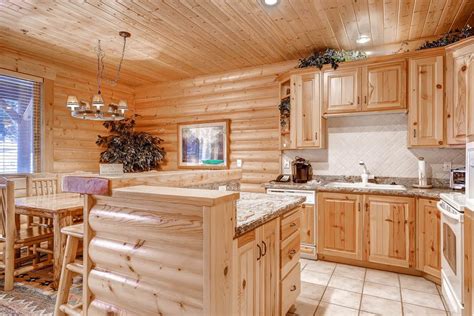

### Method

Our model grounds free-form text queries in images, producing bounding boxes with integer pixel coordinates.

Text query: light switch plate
[443,161,451,171]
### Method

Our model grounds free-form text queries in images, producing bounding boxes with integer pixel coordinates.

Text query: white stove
[438,192,466,314]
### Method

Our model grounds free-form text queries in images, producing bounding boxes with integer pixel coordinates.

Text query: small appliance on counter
[291,157,313,183]
[449,167,466,190]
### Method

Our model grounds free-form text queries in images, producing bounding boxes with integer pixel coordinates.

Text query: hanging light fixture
[66,31,131,121]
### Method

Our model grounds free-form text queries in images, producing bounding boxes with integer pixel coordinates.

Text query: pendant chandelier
[66,32,131,121]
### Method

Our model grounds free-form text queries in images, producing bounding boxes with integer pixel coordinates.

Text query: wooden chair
[26,174,60,227]
[0,177,53,291]
[54,224,87,316]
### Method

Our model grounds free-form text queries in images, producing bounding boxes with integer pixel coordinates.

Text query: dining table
[15,193,84,289]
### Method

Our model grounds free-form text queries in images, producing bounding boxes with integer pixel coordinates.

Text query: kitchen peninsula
[65,177,304,315]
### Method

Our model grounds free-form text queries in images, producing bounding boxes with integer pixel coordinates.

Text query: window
[0,74,41,173]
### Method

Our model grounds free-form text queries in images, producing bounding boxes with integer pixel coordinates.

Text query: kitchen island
[63,177,304,315]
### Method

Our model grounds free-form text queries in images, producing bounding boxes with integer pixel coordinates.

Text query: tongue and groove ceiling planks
[0,0,474,86]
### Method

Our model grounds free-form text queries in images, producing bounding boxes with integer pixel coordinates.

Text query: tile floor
[287,259,447,316]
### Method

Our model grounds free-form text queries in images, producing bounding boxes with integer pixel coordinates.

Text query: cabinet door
[323,68,361,114]
[257,218,280,315]
[318,192,362,259]
[295,73,322,148]
[301,204,316,246]
[408,56,444,146]
[364,195,415,268]
[362,61,407,111]
[233,230,259,316]
[417,199,441,278]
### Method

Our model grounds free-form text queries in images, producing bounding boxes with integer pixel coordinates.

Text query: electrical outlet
[443,161,451,171]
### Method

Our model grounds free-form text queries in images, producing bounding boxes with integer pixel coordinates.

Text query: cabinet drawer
[280,231,301,277]
[280,209,301,240]
[281,262,301,316]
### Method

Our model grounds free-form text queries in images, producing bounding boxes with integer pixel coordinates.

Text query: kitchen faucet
[359,160,373,184]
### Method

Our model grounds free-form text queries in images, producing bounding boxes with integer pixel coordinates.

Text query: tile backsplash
[282,114,465,179]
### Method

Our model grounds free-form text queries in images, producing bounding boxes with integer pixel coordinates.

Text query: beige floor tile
[365,269,400,287]
[360,294,402,316]
[364,281,401,302]
[322,287,361,309]
[403,304,447,316]
[286,296,319,316]
[400,274,438,294]
[301,269,331,286]
[402,288,444,310]
[328,275,364,293]
[306,260,336,274]
[334,264,365,280]
[300,282,326,301]
[315,302,358,316]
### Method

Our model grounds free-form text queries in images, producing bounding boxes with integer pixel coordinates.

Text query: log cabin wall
[135,61,296,191]
[0,48,133,172]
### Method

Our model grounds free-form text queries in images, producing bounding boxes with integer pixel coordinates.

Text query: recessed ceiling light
[356,35,370,44]
[263,0,278,6]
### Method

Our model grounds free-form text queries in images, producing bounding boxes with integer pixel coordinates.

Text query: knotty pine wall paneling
[0,49,133,172]
[135,61,296,192]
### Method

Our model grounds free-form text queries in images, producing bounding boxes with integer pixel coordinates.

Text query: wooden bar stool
[54,224,86,315]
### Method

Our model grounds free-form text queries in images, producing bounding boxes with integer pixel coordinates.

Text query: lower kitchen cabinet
[364,195,415,268]
[233,209,301,316]
[318,192,362,260]
[416,199,441,278]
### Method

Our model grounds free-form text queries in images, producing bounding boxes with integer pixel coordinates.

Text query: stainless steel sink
[326,182,407,191]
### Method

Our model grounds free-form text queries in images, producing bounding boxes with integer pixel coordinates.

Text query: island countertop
[234,192,306,238]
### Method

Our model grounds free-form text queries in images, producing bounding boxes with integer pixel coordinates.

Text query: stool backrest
[26,175,59,196]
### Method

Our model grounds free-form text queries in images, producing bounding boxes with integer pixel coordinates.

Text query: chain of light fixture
[66,31,131,121]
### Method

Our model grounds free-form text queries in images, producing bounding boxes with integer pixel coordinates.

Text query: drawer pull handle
[288,249,296,259]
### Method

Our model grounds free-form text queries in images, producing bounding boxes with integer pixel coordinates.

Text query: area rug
[0,268,82,316]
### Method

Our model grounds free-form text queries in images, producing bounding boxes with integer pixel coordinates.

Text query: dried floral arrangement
[298,48,367,69]
[96,115,166,172]
[417,25,474,50]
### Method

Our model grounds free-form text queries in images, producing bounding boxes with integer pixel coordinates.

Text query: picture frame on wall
[178,120,230,169]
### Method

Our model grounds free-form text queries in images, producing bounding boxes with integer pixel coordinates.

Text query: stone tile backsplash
[282,114,465,179]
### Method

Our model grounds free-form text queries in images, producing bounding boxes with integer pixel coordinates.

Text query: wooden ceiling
[0,0,474,86]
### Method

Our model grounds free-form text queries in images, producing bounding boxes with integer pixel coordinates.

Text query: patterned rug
[0,268,82,315]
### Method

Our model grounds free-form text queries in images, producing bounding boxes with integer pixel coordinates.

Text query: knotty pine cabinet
[364,195,415,268]
[416,198,441,278]
[317,192,362,260]
[233,218,280,315]
[323,60,407,115]
[408,56,444,147]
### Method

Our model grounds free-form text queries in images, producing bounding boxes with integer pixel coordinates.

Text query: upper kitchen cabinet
[294,72,324,148]
[446,40,474,145]
[323,68,361,114]
[362,60,407,111]
[408,56,444,147]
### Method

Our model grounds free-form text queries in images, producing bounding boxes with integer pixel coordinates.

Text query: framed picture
[178,120,230,169]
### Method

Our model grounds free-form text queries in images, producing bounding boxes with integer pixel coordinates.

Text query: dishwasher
[267,189,317,260]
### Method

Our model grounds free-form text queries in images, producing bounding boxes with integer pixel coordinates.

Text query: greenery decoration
[298,48,367,69]
[417,25,474,50]
[96,115,166,172]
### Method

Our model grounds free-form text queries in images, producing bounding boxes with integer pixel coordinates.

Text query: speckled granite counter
[265,177,458,199]
[234,192,305,238]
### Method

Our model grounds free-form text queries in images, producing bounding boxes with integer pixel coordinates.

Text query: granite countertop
[265,177,453,199]
[234,192,306,238]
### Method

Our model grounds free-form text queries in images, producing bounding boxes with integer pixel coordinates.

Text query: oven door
[438,203,464,312]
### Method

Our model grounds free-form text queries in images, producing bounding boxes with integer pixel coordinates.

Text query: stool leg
[54,236,79,316]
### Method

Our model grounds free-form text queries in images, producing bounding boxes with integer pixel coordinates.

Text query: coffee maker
[291,157,313,183]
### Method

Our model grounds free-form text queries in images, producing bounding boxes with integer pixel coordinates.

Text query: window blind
[0,75,41,173]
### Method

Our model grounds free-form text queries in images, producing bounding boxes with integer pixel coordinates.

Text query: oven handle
[436,202,462,222]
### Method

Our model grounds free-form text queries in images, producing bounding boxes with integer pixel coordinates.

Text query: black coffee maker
[291,157,313,183]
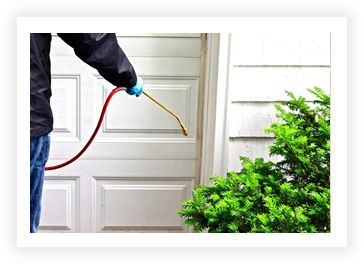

++++++++

## Goal
Show every line of the listing above that contains the word "countertop".

## Output of the task
Text query: island countertop
Text query: granite countertop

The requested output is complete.